Parts of the exercise.
**a.** Decide whether each statement below agrees with the Patternizr article. For each of (i), (ii), and (iii), answer yes or no and quote the words of the article that decide it. (i) The NYPD has used Patternizr since December 2016. (ii) Patternizr is designed to track rapes and homicides. (iii) In 2017 the NYPD hired 100 civilian analysts to use the software.
**b.** Write out the stretch of the Patternizr article from "Many privacy advocates, however, worry" through "and ethnic biases.", copying it word for word.

Document section.
The details of the crime were uniquely specific: Wielding a hypodermic syringe as a weapon, a man in New York City attempted to steal a power drill from a Home Depot in the Bronx. After police arrested him, they quickly ascertained that he'd done the same thing before, a few weeks earlier at another Home Depot, seven miles away in Manhattan.

It wasn't a detective who linked the two crimes. It was a new technology called Patternizr, an algorithmic machine-learning software that sifts through police data to find patterns and connect similar crimes. Developed by the New York Police Department, Patternizr is the first tool of its kind in the nation (that we know about). It's been in use by NYPD since December 2016, but its existence was first disclosed by the department this month.

“The goal of all of this is to identify patterns of crime," says Alex Chohlis-Wood, the former director of analytics for NYPD and one of the researchers who worked on Patternizr. He is currently the deputy director of Stanford University’s Computational Policy Lab. "When we identify patterns more quickly, it helps us make arrests more quickly.”
Many privacy advocates, however, worry about the implications of deploying artificial intelligence to fight crimes, particularly the potential for it to reinforce existing racial and ethnic biases.

New York City has the largest police force in the country, with 77 precincts spread across five boroughs. The number of crime incidents is vast: In 2016, NYPD reported more than 13,000 burglaries, 15,000 robberies and 44,000 grand larcenies. Manually combing through arrest reports is laborious and time-consuming -- and often fruitless.

“It’s difficult to identify patterns that happen across precinct boundaries or across boroughs,” says Evan Levine, NYPD's assistant commissioner of data analytics.

Patternizr automates much of that process. The algorithm scours all reports within NYPD's database, looking at certain aspects -- such as method of entry, weapons used and the distance between incidents -- and then ranks them with a similarity score. A human data analyst then determines which complaints should be grouped together and presents those to detectives to help winnow their investigations.

On average, more than 600 complaints per week are run through Patternizr. The program is not designed to track certain crimes, including rapes and homicides. In the short term, the department is using the technology to track petty larcenies.


The NYPD used 10 years of manually collected historical crime data to develop Patternizr and teach it to detect patterns. In 2017, the department hired 100 civilian analysts to use the software. While the technology was developed in-house, the software is not proprietary, and because the NYPD published the algorithm, “other police departments could take the information we’ve laid out and build their own tailored version of Patternizr,” says Levine.

Since the existence of the software was made public, some civil liberties advocates have voiced concerns that a machine-based tool may unintentionally reinforce biases in policing.

Provided material.
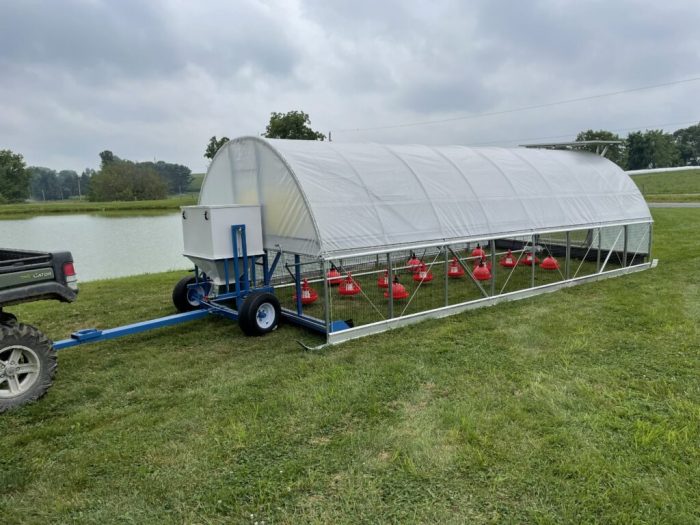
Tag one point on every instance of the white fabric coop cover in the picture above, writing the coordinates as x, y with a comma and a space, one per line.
332, 199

Solutions below.
**a.**
(i) Yes: "It's been in use by NYPD since December 2016"
(ii) No: "The program is not designed to track certain crimes, including rapes and homicides."
(iii) Yes: "In 2017, the department hired 100 civilian analysts to use the software."

**b.**
Many privacy advocates, however, worry about the implications of deploying artificial intelligence to fight crimes, particularly the potential for it to reinforce existing racial and ethnic biases.